__Set exercise__
Pull out every line in the data below that contains the string "stone", and copy each one. Case matters.

__Input material__
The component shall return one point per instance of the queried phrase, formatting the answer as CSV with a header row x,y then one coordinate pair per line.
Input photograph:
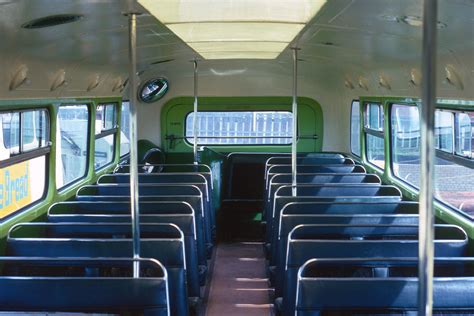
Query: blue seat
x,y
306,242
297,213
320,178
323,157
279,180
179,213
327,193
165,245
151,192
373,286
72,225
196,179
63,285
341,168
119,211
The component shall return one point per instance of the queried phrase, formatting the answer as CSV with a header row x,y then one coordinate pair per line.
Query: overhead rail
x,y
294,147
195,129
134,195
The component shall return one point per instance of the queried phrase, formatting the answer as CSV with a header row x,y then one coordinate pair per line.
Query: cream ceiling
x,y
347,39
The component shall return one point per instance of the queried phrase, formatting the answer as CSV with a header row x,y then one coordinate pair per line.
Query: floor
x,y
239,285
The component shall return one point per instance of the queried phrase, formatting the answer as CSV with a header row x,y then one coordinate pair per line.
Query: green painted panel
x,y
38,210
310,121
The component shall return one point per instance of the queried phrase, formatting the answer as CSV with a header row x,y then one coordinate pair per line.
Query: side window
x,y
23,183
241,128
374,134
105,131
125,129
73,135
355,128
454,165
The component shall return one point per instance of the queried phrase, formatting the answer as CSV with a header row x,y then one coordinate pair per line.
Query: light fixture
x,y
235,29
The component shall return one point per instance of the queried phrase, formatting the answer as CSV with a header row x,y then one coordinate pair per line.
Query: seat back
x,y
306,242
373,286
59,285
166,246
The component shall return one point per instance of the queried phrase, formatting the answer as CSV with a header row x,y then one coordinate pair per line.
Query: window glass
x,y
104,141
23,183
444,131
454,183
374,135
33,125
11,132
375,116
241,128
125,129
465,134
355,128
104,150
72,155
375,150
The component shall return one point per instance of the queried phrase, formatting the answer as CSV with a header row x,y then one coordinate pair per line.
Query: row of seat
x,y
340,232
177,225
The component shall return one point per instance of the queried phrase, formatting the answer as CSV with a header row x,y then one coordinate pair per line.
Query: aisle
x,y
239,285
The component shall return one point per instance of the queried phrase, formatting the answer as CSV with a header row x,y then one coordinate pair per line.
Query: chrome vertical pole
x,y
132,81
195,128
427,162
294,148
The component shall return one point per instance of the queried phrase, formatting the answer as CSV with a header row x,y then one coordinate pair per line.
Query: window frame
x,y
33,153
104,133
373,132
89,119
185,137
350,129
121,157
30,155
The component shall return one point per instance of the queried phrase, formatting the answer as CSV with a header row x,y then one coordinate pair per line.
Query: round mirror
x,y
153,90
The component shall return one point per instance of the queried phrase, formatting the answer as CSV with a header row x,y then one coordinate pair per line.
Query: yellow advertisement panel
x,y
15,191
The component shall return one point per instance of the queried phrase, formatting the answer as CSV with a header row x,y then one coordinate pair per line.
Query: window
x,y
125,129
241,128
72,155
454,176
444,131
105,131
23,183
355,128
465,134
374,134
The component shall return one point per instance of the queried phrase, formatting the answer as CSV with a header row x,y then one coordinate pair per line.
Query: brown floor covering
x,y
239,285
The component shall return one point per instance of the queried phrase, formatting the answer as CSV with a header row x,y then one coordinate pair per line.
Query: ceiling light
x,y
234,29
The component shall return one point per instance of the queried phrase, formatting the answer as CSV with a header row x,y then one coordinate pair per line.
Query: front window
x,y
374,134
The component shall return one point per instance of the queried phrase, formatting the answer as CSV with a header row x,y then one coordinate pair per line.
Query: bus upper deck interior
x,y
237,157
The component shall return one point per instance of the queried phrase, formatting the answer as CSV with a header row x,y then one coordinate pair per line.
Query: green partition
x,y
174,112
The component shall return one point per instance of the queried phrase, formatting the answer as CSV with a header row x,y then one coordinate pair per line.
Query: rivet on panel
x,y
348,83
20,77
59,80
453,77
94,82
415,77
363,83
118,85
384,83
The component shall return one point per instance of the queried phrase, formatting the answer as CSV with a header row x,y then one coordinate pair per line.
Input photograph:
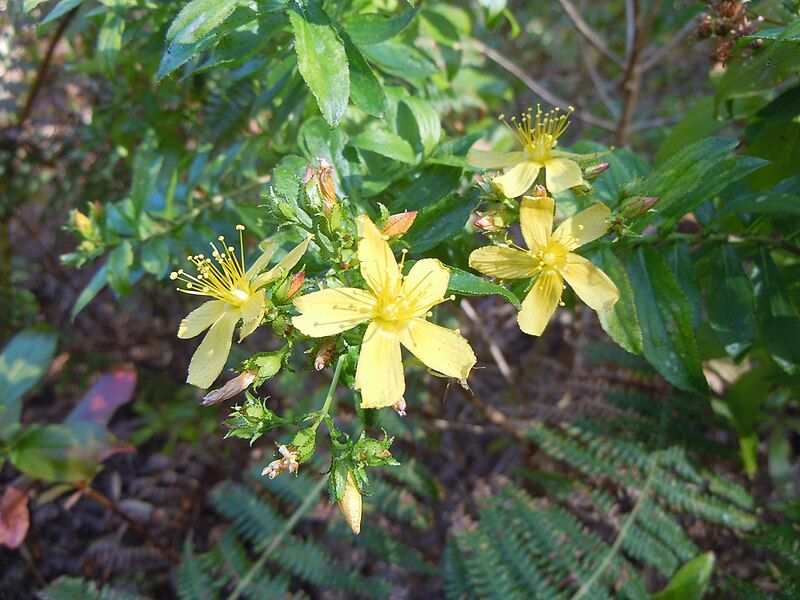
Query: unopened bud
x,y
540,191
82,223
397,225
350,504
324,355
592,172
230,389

---

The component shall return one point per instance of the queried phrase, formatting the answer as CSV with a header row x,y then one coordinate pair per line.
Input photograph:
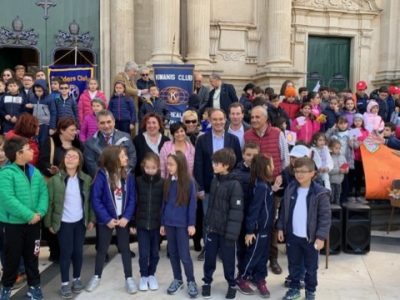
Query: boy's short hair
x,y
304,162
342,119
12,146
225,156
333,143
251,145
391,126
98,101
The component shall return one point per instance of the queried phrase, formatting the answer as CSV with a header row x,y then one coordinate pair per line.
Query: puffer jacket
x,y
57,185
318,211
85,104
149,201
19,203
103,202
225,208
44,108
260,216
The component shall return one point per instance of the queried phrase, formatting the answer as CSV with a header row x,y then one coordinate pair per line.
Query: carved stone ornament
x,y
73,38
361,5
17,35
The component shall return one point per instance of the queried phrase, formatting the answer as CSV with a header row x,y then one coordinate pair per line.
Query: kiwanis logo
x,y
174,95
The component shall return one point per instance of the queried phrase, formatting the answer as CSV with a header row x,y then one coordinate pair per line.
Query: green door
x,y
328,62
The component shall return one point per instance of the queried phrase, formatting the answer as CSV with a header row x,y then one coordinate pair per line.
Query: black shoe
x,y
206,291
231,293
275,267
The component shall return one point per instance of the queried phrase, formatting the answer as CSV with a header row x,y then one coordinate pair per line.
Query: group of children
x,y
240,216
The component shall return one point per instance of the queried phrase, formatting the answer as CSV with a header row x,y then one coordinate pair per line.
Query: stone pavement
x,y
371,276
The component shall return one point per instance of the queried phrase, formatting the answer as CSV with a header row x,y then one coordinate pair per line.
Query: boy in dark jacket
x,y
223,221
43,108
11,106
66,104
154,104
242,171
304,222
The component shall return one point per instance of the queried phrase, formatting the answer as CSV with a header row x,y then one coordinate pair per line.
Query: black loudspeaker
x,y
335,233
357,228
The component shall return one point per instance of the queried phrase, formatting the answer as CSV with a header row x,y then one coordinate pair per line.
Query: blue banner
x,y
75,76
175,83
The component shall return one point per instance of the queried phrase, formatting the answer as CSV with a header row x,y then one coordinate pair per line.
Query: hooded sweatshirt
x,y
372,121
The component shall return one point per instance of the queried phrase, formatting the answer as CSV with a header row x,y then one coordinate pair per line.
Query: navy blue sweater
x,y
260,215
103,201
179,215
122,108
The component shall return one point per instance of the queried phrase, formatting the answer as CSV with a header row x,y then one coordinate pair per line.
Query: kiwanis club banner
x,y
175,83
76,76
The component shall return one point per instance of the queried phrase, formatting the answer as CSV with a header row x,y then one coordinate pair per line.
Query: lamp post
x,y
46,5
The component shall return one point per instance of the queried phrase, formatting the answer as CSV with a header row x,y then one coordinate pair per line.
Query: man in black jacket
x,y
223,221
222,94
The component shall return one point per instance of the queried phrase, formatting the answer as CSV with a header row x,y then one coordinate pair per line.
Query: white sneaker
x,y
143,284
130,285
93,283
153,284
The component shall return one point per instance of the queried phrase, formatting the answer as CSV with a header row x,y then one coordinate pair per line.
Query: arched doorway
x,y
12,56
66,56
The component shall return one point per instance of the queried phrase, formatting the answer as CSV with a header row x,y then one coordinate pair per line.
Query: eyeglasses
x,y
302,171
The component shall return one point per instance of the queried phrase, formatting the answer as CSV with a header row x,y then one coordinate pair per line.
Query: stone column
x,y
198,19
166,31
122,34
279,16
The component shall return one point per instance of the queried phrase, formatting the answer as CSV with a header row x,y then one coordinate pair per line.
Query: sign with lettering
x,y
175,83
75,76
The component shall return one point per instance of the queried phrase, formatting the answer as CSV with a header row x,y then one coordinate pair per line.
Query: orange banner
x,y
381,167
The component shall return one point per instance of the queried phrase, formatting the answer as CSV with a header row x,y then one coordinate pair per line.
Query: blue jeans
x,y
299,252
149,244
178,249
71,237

--

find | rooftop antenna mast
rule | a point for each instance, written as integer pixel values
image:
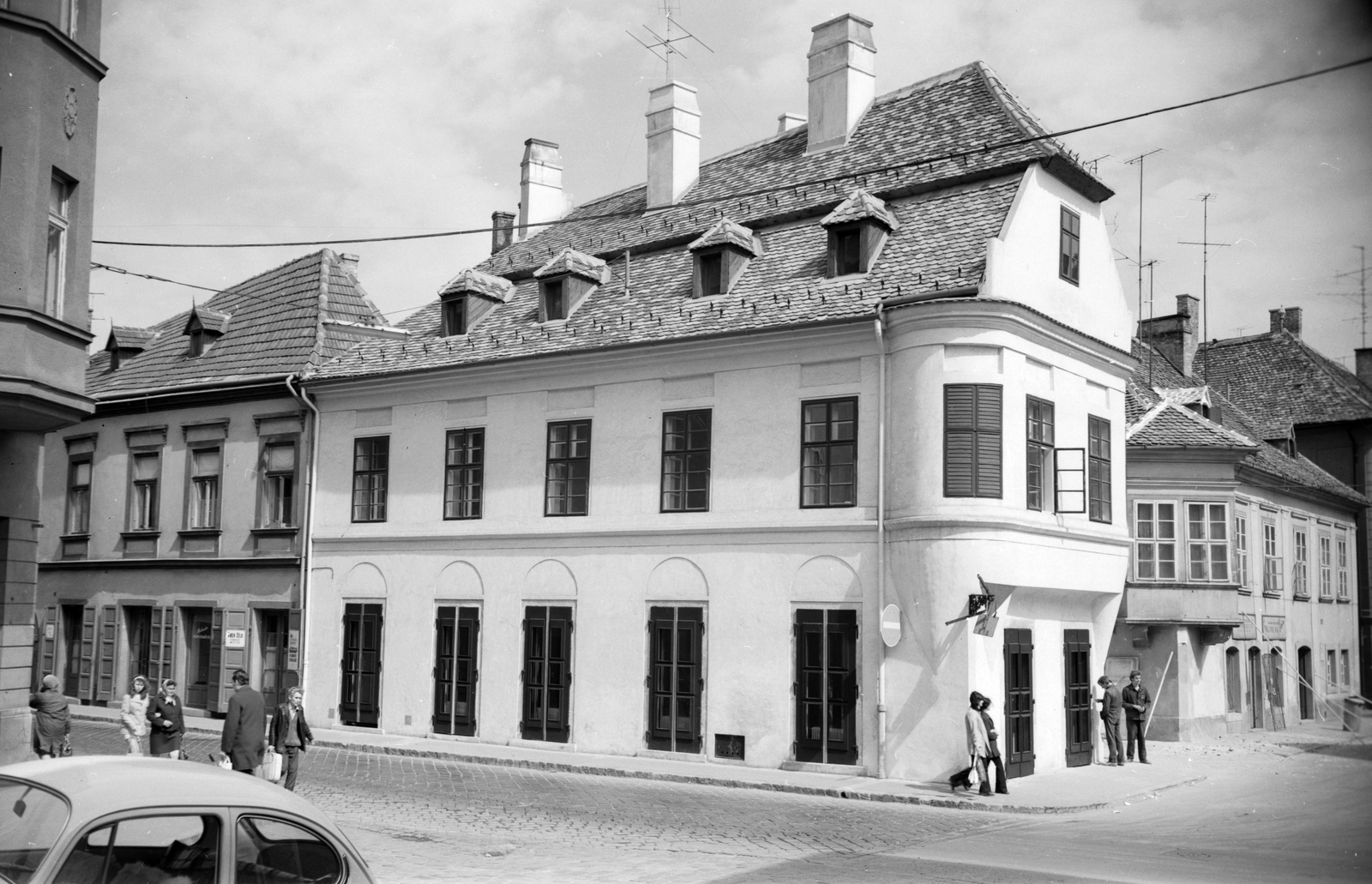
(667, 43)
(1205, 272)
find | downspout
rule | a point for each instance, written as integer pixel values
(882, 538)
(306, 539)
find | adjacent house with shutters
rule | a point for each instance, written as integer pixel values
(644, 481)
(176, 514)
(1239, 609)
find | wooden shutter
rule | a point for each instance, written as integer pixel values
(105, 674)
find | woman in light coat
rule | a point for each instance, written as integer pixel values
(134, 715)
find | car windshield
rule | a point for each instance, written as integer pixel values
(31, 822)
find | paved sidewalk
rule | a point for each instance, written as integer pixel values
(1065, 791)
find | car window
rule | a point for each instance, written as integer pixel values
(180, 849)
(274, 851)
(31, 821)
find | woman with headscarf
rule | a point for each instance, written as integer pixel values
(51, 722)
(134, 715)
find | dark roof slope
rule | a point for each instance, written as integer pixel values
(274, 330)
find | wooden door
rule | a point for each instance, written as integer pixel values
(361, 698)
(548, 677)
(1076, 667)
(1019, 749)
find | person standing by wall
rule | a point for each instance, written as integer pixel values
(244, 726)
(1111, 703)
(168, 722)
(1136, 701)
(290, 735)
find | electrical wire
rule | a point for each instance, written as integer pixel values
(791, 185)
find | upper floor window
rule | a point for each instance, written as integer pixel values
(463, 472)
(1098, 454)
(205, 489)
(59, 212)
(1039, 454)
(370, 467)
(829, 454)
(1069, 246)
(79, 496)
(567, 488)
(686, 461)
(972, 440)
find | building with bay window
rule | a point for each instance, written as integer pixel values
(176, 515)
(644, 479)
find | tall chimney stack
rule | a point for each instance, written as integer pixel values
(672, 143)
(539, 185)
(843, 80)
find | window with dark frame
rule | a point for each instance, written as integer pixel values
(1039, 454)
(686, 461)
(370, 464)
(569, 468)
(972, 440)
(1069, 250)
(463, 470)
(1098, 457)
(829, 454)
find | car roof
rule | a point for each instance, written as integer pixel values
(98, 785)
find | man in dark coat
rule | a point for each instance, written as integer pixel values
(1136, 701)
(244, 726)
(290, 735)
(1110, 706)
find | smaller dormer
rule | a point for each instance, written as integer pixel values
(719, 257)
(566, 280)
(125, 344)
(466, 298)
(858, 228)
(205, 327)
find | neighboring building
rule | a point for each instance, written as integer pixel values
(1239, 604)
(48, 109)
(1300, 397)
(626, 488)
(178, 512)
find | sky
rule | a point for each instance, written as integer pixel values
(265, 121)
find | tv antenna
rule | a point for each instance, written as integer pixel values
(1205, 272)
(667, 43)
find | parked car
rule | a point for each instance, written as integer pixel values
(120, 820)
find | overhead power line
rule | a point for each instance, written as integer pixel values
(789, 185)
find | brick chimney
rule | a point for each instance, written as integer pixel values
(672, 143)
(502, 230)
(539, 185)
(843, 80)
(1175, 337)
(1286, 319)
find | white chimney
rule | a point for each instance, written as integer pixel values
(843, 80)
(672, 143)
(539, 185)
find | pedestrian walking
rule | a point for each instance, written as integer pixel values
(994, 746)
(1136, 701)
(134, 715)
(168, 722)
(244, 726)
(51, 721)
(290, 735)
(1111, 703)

__Expected answer__
Query: carved stone ornament
Query: stone pavement
Query: stone column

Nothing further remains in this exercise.